EXERCISE AIM: The data below has to be returned exactly, down to the last character.

INFORMATION GIVEN:

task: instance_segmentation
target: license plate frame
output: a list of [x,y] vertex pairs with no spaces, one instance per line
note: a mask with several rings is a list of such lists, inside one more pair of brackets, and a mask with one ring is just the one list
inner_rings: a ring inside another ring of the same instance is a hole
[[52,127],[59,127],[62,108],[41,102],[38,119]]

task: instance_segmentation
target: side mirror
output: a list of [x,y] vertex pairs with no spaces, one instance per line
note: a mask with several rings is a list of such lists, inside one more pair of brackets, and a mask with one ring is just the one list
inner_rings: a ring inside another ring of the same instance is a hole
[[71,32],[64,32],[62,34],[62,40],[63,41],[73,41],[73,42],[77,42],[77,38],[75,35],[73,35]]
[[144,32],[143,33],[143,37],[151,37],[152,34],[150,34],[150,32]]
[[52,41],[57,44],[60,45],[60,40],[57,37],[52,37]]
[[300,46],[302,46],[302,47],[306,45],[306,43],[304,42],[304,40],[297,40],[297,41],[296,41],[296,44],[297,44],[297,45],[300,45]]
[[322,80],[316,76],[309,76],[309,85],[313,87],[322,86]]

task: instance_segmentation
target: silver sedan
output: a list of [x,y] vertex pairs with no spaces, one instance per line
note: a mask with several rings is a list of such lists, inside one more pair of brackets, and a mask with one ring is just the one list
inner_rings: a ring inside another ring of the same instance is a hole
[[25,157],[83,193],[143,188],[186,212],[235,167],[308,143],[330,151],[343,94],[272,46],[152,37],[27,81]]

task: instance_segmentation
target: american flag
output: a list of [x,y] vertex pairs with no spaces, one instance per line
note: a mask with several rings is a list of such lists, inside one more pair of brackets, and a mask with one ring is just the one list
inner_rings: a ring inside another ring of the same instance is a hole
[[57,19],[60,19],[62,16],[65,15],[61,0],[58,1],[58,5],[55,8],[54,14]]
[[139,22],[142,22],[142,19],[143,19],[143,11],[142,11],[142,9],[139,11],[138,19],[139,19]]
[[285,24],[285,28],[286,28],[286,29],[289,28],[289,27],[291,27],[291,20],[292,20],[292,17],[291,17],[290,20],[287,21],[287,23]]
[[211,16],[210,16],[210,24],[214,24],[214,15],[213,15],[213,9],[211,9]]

OUTPUT FOR THIS TASK:
task: instance_segmentation
target: license plate frame
output: a list of [x,y] vertex pairs with no spaces, one instance per line
note: a mask with several rings is a list of such lists, inside one more pair of brackets, and a mask with one ring is just the one list
inner_rings: a ring inside another ring of the same instance is a hole
[[52,127],[59,127],[62,108],[41,102],[38,119]]

task: instance_segmentation
target: side mirror
output: a list of [x,y] vertex pairs with no spaces, one instance per line
note: a mask with several rings is a list of such lists, inside one more pair of brackets, and a mask with one ring is just the one list
inner_rings: a ring inside another ring of the same instance is a hole
[[71,32],[64,32],[62,34],[62,40],[63,41],[73,41],[73,42],[77,42],[77,38],[75,35],[73,35]]
[[144,32],[143,33],[143,37],[151,37],[152,34],[150,34],[150,32]]
[[52,41],[57,44],[60,45],[60,40],[57,37],[52,37]]
[[300,46],[302,46],[302,47],[306,45],[306,43],[304,42],[304,40],[297,40],[297,41],[296,41],[296,44],[297,44],[297,45],[300,45]]
[[322,80],[316,76],[309,76],[309,85],[313,87],[322,86]]

task: instance_segmentation
target: silver sedan
output: a list of [x,y] vertex pairs with no spaces, one instance per line
note: a mask with several rings is a list of such lists, inside one more pair of brackets, and a mask with one ring is just the one list
inner_rings: a ring inside another ring of the same instance is a hole
[[25,157],[83,193],[143,188],[186,212],[235,167],[308,143],[330,151],[343,94],[272,46],[152,37],[27,81]]

task: instance_segmentation
target: american flag
output: a list of [x,y] vertex pairs with no spaces, one instance per line
note: a mask with several rings is a list of such lists, inside one more pair of brackets, and a mask with one ring is just the one list
inner_rings: a ring inside another ring of the same instance is a hole
[[57,19],[60,19],[62,16],[65,15],[61,0],[58,1],[58,5],[55,8],[54,14]]
[[139,22],[142,22],[142,19],[143,19],[143,11],[142,11],[142,9],[139,11],[138,19],[139,19]]
[[285,24],[285,28],[286,28],[286,29],[289,28],[289,27],[291,27],[291,20],[292,20],[292,17],[291,17],[290,20],[287,21],[287,23]]
[[211,16],[210,16],[210,24],[214,24],[214,15],[213,15],[213,9],[211,9]]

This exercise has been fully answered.